Begin Dataset extract
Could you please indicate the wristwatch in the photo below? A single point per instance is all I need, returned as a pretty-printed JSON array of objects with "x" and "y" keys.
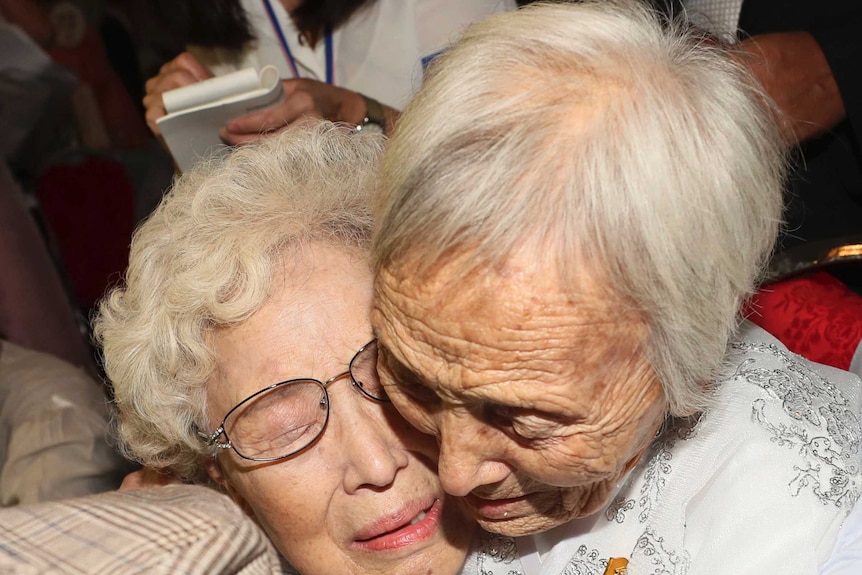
[{"x": 375, "y": 119}]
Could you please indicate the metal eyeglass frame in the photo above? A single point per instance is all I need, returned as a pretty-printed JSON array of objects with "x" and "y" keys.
[{"x": 211, "y": 439}]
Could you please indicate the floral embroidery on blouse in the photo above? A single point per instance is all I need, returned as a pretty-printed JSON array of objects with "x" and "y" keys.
[
  {"x": 498, "y": 554},
  {"x": 586, "y": 561},
  {"x": 827, "y": 433},
  {"x": 665, "y": 562},
  {"x": 659, "y": 456}
]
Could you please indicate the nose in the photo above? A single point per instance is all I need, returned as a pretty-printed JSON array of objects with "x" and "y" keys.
[
  {"x": 471, "y": 453},
  {"x": 372, "y": 452}
]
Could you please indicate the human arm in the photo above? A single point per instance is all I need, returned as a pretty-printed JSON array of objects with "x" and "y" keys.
[
  {"x": 795, "y": 73},
  {"x": 303, "y": 98},
  {"x": 147, "y": 477},
  {"x": 183, "y": 70}
]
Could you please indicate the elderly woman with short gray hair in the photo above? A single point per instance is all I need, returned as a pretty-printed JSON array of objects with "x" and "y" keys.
[
  {"x": 573, "y": 209},
  {"x": 240, "y": 350}
]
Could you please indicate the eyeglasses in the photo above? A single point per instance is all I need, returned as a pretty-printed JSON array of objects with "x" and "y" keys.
[{"x": 287, "y": 417}]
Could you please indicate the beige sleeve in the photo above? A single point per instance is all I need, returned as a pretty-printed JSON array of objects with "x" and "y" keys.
[{"x": 53, "y": 431}]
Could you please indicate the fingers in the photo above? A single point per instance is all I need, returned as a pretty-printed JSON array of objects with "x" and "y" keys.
[
  {"x": 181, "y": 71},
  {"x": 145, "y": 478},
  {"x": 302, "y": 99}
]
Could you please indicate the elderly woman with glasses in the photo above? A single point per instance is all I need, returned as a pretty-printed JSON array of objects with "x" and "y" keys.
[
  {"x": 240, "y": 350},
  {"x": 572, "y": 210}
]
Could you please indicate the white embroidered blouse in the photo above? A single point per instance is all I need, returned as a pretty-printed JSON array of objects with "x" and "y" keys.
[{"x": 759, "y": 483}]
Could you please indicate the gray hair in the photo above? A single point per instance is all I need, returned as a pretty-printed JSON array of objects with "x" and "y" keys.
[
  {"x": 642, "y": 150},
  {"x": 205, "y": 259}
]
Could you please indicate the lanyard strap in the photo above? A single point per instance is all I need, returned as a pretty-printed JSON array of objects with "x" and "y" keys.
[{"x": 291, "y": 61}]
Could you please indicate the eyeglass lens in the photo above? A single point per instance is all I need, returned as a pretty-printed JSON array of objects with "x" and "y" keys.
[{"x": 290, "y": 416}]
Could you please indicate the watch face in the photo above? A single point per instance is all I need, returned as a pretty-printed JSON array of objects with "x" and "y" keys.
[{"x": 370, "y": 127}]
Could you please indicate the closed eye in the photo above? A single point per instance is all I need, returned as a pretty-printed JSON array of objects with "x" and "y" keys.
[{"x": 523, "y": 424}]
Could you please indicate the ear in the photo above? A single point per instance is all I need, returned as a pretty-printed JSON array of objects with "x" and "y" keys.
[{"x": 217, "y": 474}]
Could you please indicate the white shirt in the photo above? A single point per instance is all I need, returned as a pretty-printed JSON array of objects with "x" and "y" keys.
[
  {"x": 379, "y": 52},
  {"x": 761, "y": 483}
]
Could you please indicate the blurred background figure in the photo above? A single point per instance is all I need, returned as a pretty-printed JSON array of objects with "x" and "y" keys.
[{"x": 354, "y": 61}]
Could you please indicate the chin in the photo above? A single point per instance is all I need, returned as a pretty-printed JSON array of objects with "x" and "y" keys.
[{"x": 521, "y": 526}]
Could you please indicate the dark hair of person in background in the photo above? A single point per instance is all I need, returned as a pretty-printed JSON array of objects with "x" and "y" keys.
[
  {"x": 223, "y": 23},
  {"x": 315, "y": 17},
  {"x": 206, "y": 23}
]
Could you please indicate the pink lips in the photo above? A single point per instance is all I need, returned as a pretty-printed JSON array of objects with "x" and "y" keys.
[{"x": 411, "y": 525}]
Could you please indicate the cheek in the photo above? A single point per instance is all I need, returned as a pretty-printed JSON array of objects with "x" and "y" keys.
[
  {"x": 578, "y": 460},
  {"x": 413, "y": 412},
  {"x": 295, "y": 513}
]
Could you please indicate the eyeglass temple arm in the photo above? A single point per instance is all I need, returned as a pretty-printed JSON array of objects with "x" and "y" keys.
[{"x": 210, "y": 438}]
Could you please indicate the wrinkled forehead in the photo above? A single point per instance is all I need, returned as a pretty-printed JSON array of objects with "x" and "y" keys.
[{"x": 516, "y": 310}]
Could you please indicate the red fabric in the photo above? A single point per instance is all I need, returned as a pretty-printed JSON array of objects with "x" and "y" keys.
[
  {"x": 816, "y": 316},
  {"x": 90, "y": 210}
]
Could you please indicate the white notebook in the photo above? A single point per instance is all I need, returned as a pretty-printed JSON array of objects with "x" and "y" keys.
[{"x": 196, "y": 113}]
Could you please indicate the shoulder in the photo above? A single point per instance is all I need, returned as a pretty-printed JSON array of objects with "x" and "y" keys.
[
  {"x": 792, "y": 402},
  {"x": 781, "y": 442},
  {"x": 182, "y": 528}
]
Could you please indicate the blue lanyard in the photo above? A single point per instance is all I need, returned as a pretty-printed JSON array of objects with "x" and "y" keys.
[{"x": 330, "y": 57}]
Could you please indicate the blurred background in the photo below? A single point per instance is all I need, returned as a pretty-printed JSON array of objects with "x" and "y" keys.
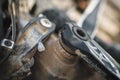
End Dataset extract
# Exercise instructions:
Could you repeat, exactly and with nothing else, the lines from the one containing "Could you please indicate the wrinkled" through the last line of the records above, leaving out the pictures?

# Exercise response:
Could you please indicate the wrinkled forehead in the photo above? A single point per instance is all I need, returned as a pretty-printed JSON array of objects with "x" and "y" keys.
[{"x": 516, "y": 310}]
Could you please indicate the red fabric in the photo above? A single point per instance is all I need, returned as a pretty-printed JSON array of objects with "x" and "y" keys.
[
  {"x": 816, "y": 316},
  {"x": 90, "y": 210}
]
Could you please indicate the white notebook in the photo above? A single point per instance is all I need, returned as a pretty-printed JSON array of objects with "x" and "y" keys.
[{"x": 196, "y": 113}]
Could you please indicate the shoulder in the photo above? A single point per instance is all I need, returned as a pretty-printed JSON array of objects with "x" and "y" keys.
[
  {"x": 792, "y": 402},
  {"x": 781, "y": 442},
  {"x": 182, "y": 528}
]
Could you please indicate the blue lanyard in the photo above? A single point per instance is all I need, returned as a pretty-printed JSON array of objects with "x" and "y" keys.
[{"x": 330, "y": 57}]
Could you please indicate the blurred background in the photo below? A single point per instance is all I need, returned as a pretty-printed JSON array of objects with "x" and "y" keys.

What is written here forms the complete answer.